= Atividade =
Extraia do trecho da página, sem alterar uma palavra, tudo o que vai desde “O ano começou” até “Covid muito contagiosa.”.

= Trecho da página =

******************************

O ano começou com preocupação de norte a sul do país. A trégua que a Covid parecia dar no fim de 2021 deixou todo mundo aliviado. Vieram encontros com familiares e amigos sem uso de máscara, mas dois inimigos traiçoeiros estavam à espreita: o vírus da gripe e uma variante da Covid muito contagiosa.
As pessoas adoecem e, como não acham testes para saber o que têm, correm para o pronto-socorro. Isso sobrecarrega os hospitais e, principalmente, as enfermeiras. Cabe a elas o trabalho mais pesado.
“É um sentimento de frustração, um sentimento de insegurança, um sentimento de angústia”, diz Ana Carolina, que trabalha na região metropolitana do Recife. Ela está na linha de frente desde o começo da pandemia.
A Secretaria de Saúde de Pernambuco registrou nas últimas semanas mais de 200% de aumento nas solicitações de vagas em UTI. Ana e as colegas observam os efeitos disso na prática.
Drauzio Varella: Em um plantão de 12 horas, você não para um minuto?
Ana: Por lei, a gente tem três horas de descanso. O que eu percebo hoje é que a gente trabalha o tempo todo, porque a gente fica pensando no paciente que deixou. A gente fica pensando numa conversa com um acompanhante que a gente teve, e a gente não consegue desligar fácil. Muitas vezes, a gente inclusive vira sem conseguir dormir.
“Durante a pandemia, o número de profissionais de saúde infectados na América Latina foi cerca de três vezes maior do que o número de profissionais de saúde na Europa, Estados Unidos e Canadá”, lembra o médico sanitarista e epidemiologista Jarbas Barbosa, vice-diretor geral da Organização Pan-Americana de Saúde (Opas).
No Brasil, o avanço da vacinação tem ajudado a evitar uma avalanche de casos graves, com internações e óbitos. Mas a Opas ressalta a necessidade de reforçar os protocolos adotados nos piores momentos da pandemia.
“Mantenham o uso de máscara e evitem aglomerações. Isso tem que ser a resposta nossa. E até uma atitude de respeito aos profissionais de saúde”, pede Barbosa.

******************************

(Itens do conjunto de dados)
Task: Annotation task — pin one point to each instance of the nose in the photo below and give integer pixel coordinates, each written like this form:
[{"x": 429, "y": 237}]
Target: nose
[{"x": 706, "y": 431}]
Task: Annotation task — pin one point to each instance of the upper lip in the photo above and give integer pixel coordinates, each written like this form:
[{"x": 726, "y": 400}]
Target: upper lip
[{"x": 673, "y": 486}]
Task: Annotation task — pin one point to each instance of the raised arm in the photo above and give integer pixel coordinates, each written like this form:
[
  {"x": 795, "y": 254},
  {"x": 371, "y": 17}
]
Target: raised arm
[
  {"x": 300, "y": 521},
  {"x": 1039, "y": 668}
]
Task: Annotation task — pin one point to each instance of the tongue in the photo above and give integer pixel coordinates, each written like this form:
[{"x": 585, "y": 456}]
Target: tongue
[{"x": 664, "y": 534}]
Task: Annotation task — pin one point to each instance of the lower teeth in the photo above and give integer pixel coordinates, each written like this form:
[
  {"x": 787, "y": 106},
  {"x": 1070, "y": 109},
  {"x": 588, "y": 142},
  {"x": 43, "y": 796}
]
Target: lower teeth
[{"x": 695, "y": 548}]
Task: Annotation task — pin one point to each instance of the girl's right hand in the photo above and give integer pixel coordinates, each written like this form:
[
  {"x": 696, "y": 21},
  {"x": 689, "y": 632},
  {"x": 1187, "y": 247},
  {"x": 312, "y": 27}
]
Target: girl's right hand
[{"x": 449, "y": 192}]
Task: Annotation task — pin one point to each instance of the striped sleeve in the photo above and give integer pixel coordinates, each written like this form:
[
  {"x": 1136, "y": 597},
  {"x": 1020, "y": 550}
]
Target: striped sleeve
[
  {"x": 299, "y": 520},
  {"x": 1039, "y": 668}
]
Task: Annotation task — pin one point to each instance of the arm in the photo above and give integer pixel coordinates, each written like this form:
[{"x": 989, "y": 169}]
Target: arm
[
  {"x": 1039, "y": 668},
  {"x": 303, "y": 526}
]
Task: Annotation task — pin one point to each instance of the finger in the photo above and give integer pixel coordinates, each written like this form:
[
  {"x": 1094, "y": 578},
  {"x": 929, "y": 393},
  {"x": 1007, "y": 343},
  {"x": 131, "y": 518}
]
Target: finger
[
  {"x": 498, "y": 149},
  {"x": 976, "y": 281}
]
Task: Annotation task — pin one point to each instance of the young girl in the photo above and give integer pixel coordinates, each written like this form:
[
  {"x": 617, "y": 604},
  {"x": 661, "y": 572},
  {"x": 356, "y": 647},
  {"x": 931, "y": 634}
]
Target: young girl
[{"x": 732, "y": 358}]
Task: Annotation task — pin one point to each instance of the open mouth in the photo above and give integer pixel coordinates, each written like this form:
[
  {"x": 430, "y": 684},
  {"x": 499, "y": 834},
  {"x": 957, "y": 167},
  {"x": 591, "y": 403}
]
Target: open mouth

******************************

= Resultado da tarefa =
O ano começou com preocupação de norte a sul do país. A trégua que a Covid parecia dar no fim de 2021 deixou todo mundo aliviado. Vieram encontros com familiares e amigos sem uso de máscara, mas dois inimigos traiçoeiros estavam à espreita: o vírus da gripe e uma variante da Covid muito contagiosa.